TO-DO LIST
1. According to the "Do Words Matter?" post, what job did the commenter Sarge formerly hold?
2. Reproduce the part of the "Do Words Matter?" post that opens with the words containing "Sarge said..." and closes with "cost several lives.".

Saturday, October 11, 2008

Do Words Matter?

The only thing we have to fear is fear itself.
Franklin Delano Roosevelt

George W. Bush
The only thing we have to fear is ... you know ... being scared. In other words, don’t be scared.

Nancy Pelosi
I've said it before and I'll say it again. In the new year, with a new Congress and a new president, fear will be off the table.

Barack Obama
Well, so here’s. What I would say. The only thing we have to fear. Is four more years. Of the same. Failed. Uh. Economic policy. And fear. Uh. Itself.

John McCain
The point is, the only thing we have to fear, my friends, is — as I found out years ago in a prison cell — fear itself.

Joe Biden
When I walked through the streets of Scranton, a senior citizen, an ex-millworker named Bob Pastaverde, living on social security and a small pension, he stopped me and he asked, “Senator Biden,” he asked, “do we have anything to fear?” And I told him, “No, Bob, nothing. The only thing we have to fear, you and me, is, as my mother would say, God bless her, fear itself.”

Sarah Palin
With a team of mavericks like John McCain and me, and also the strong American workers in those small towns just like Wasilla all over this great country of ours, also, well, doggone it, the only thing we have to be afraid of is just plain ol’ bein’ afraid, youbetcha.

18 comments:

The Barefoot Bum said...

Funny. The Palin version would be funnier if she just answered a different question.

Sarge said...

Language and its precision is more important than people think.

I am a former air traffic controller, and "phraseology" can be downright deadly if the incorrect is used. Around twenty years ago an air liner crashed in New York. The pilot told ATC that he was at "minimim fuel". Under ICAO that means he's at an emergency fuel status. Under FAA that meant he had a higher fuel status. I think the aircraft was from a South American country and meant the ICAO definition. The FAA people handled him under the FAA definition. This little oopsie cost several lives.

[Stored records]
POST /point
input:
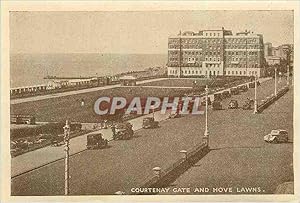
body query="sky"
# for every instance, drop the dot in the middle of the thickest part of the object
(139, 32)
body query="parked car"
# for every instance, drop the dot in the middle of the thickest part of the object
(123, 131)
(96, 141)
(243, 88)
(57, 140)
(226, 94)
(174, 115)
(218, 97)
(203, 102)
(248, 104)
(233, 104)
(216, 105)
(149, 122)
(277, 136)
(234, 91)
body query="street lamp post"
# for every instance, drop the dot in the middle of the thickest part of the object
(255, 96)
(206, 133)
(67, 155)
(275, 91)
(288, 75)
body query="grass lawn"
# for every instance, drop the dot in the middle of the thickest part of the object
(69, 107)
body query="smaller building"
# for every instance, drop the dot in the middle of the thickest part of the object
(273, 60)
(128, 80)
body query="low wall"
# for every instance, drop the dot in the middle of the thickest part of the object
(270, 100)
(169, 175)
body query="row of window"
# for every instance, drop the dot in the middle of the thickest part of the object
(242, 40)
(192, 72)
(251, 53)
(242, 66)
(196, 72)
(232, 46)
(241, 72)
(212, 34)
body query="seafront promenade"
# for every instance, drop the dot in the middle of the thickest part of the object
(129, 163)
(49, 96)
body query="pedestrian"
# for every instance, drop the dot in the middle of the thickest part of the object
(113, 129)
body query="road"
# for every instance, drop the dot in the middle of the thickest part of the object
(49, 96)
(37, 158)
(40, 157)
(239, 156)
(129, 164)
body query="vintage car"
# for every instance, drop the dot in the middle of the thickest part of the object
(243, 88)
(216, 105)
(252, 84)
(203, 102)
(234, 91)
(218, 97)
(149, 122)
(95, 141)
(248, 104)
(57, 140)
(174, 115)
(277, 136)
(233, 104)
(226, 94)
(123, 131)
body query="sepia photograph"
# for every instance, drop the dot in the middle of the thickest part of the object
(150, 102)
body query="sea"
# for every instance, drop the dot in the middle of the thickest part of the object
(30, 69)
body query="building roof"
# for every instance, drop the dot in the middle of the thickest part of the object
(127, 77)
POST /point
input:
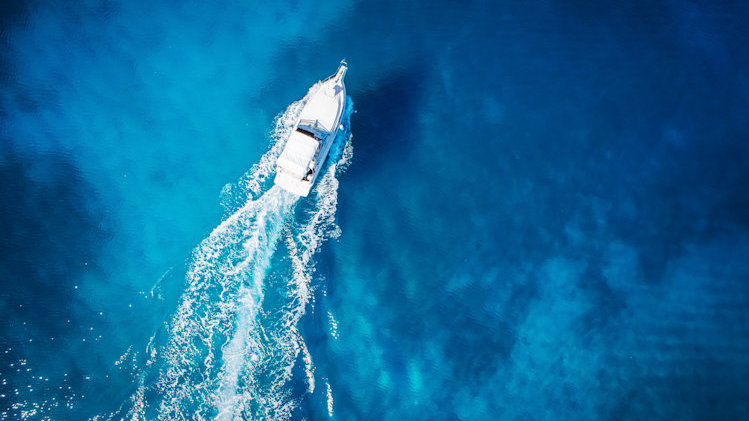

COMPLETE ANSWERS
1. Sarge was formerly an air traffic controller.

2.
Sarge said...

Language and its precision is more important than people think.

I am a former air traffic controller, and "phraseology" can be downright deadly if the incorrect is used. Around twenty years ago an air liner crashed in New York. The pilot told ATC that he was at "minimim fuel". Under ICAO that means he's at an emergency fuel status. Under FAA that meant he had a higher fuel status. I think the aircraft was from a South American country and meant the ICAO definition. The FAA people handled him under the FAA definition. This little oopsie cost several lives.